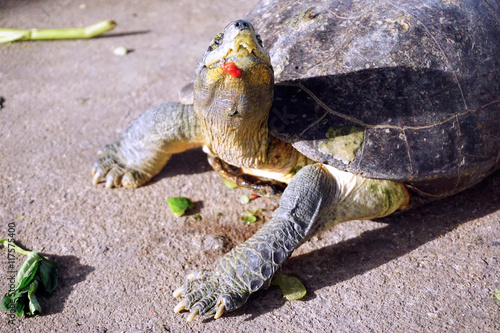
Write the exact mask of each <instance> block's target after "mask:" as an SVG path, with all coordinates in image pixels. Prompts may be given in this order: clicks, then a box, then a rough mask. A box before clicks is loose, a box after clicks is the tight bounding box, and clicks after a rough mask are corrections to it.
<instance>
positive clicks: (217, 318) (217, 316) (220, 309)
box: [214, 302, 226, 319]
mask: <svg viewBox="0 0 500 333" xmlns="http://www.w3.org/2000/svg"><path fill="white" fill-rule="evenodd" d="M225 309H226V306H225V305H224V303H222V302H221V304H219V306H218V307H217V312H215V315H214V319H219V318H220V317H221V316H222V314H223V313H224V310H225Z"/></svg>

AIM OF THE EXERCISE: Each line holding "instance" should be copied from the material above.

SOLUTION FOR THIS PROBLEM:
Write the exact mask of each <instance> block's target after "mask:" as an SVG path, with all coordinates in image pixels. Prompts may be given in this order: clicks, then a box, then a rough mask. A box before clicks is loose, a box after clicks is the tight bounding box, and clicks after a rough mask are corrections to it.
<instance>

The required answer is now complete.